Home sweet home.
...and by 'home', I mean Sydney. Not exactly 'home' as in 'kampung halaman' (hometown, place of birth), but just...home.
After a week of tiresome, pretentious food that's not exactly easy on the pocket, how wonderful it would be to come home and have some warm, delicious home-cooked meal. Real food. Food that contains RICE, of which us Asians actually have a spiritual connection to (instead of just nourishing our bodies).
Problem is, my mom's not there to cook for me. She's 10,000 miles away in Jakarta.
But I won't let that be a problem. I decided to...make long distance call (correction: 2-hour long distance call) to Jakarta and ask my mom how to make her famous Beef Rendang.
Yes - I wanted to cook a Beef Rendang!
Ahh...the Beef Rendang. Original Minangkabau dish from Indonesia. One of our national dishes. This dry curry is very frequently consumed by Indonesians, but they know so little of its significance and worth.
In huge cities like Jakarta, Rendang is ubiquitous. Every Padang restaurant (Minangkabau restaurant) serves it, even non-Padang restaurants serves it as well. The recipe for Rendang has been much simplified and modernized these days, but truly authentic Rendang requires hours if not days of preparation.
-> For those not in the know, the Rendang is that brown thingy on the left.
To begin with, Rendang is made of, well, beef. (other meats just won't do). Now, no need to buy a $70-a-kilo Australian Wagyu or a $350-a-kilo Matsuzaka beef, Rendang must be made of lean, fatless, slightly hard beef. I used round steak to make this Rendang (cheap, only costs $12 a kilo), and in fact, I wouldn't recommend using prime cut meat for Rendang, because the beef would be totally cured, infused with spices and cooked for hours. Prime cuts are best to be eaten without much seasoning, let alone spices, and cooked just slightly because the main point is the taste of the meat itself.

Stored entries
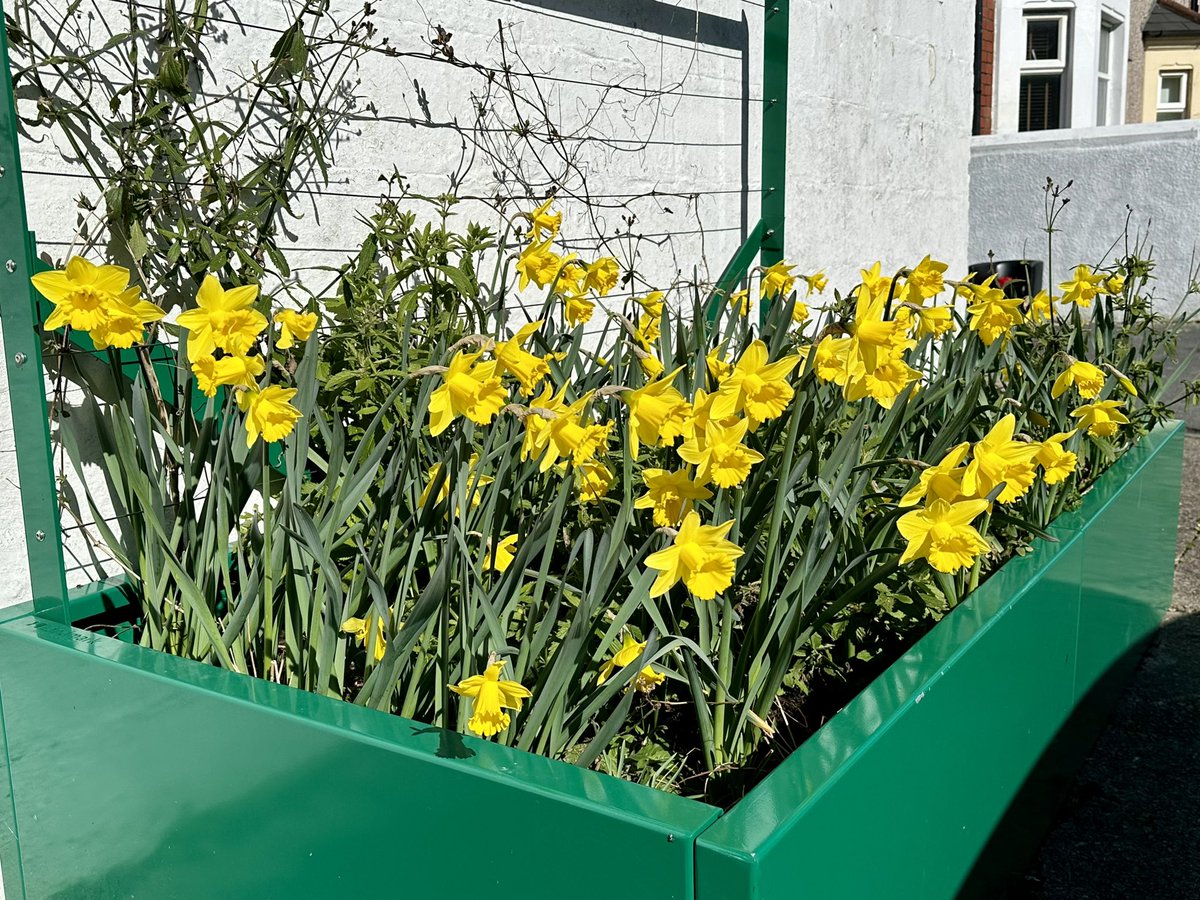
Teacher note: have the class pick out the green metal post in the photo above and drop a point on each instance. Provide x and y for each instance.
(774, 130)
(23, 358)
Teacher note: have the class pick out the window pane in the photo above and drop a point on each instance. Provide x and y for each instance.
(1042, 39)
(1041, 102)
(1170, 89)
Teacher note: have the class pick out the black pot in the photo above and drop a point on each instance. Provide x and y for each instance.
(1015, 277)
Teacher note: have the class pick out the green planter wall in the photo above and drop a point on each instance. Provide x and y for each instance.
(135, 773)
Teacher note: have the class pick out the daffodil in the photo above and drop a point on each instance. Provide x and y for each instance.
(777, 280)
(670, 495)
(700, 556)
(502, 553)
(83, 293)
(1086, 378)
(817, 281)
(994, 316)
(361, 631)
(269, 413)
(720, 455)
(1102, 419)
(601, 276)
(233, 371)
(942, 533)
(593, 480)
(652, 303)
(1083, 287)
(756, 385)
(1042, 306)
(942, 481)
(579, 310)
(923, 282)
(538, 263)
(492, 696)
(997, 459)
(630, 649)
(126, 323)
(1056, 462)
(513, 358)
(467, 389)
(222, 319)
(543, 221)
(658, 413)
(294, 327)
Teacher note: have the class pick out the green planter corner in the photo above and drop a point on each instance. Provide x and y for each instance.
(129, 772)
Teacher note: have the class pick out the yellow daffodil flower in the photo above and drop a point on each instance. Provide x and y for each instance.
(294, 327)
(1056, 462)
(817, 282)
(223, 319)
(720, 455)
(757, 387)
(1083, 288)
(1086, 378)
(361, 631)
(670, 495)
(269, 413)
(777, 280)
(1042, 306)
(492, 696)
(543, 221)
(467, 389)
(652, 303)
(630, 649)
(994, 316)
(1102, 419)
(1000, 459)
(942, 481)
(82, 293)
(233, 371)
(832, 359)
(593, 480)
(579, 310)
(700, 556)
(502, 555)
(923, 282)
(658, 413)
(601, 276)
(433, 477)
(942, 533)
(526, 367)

TASKS AND EXERCISES
a - In the Beef Rendang post, where is the writer's mom?
b - From the Beef Rendang post, print the passage starting with "Yes - I wanted" and going on through "on the left.".
c - Proceed with the Beef Rendang post, picking up right after its last sentence.

RESULTS IN ORDER
a - In Jakarta, 10,000 miles away.

b -
Yes - I wanted to cook a Beef Rendang!
Ahh...the Beef Rendang. Original Minangkabau dish from Indonesia. One of our national dishes. This dry curry is very frequently consumed by Indonesians, but they know so little of its significance and worth.
In huge cities like Jakarta, Rendang is ubiquitous. Every Padang restaurant (Minangkabau restaurant) serves it, even non-Padang restaurants serves it as well. The recipe for Rendang has been much simplified and modernized these days, but truly authentic Rendang requires hours if not days of preparation.
-> For those not in the know, the Rendang is that brown thingy on the left.

c -
I decided to cook my Rendang from scratch - just the way mamma makes it. There are lots of ready-made seasonings for Rendang out there, but since I've got plenty of time, why not try to make it from scratch? It tastes better, too. Much better.
Now look, I used my mom's secret recipe, so I can't divulge all of the ingredients, but I basically used, among others: Galangal, tumeric leaves, lemongrass, coriander, candlenut, tumeric roots, and chillies. Mixed with coconout cream, and you've got the base sauce for Rendang. Beef is then cooked with the mixture for approximately 3 hours until all the coconut cream evaporates, leaving a dense coating of spices on the beef cubes.
traditional beef rendang requires so much more preparations - including drying the meat under the sun and beating it repeatedly to achieve the perfect texture. Also, traditional beef rendang also requires an extra herb - an herb that's illegal in most countries. Yes, I'm talking about Cannabis Sativa.
I also make some yellow rice (made with tumeric root, unlike the Spanish version, which uses saffron), and Achar (an Indonesian / Malay cucumber and carrot relish). Actually, in Indonesia, people don't eat Rendang with yellow rice and Achar, but in Singapore, they do. So this dish is actually an authentic Minangkabau beef Rendang served in Singaporean style.
How truly Southeast-Asian.
Selamat Makan (bon apetit)!
P.S: Next time: Adobo. (a truly Philippine dish)!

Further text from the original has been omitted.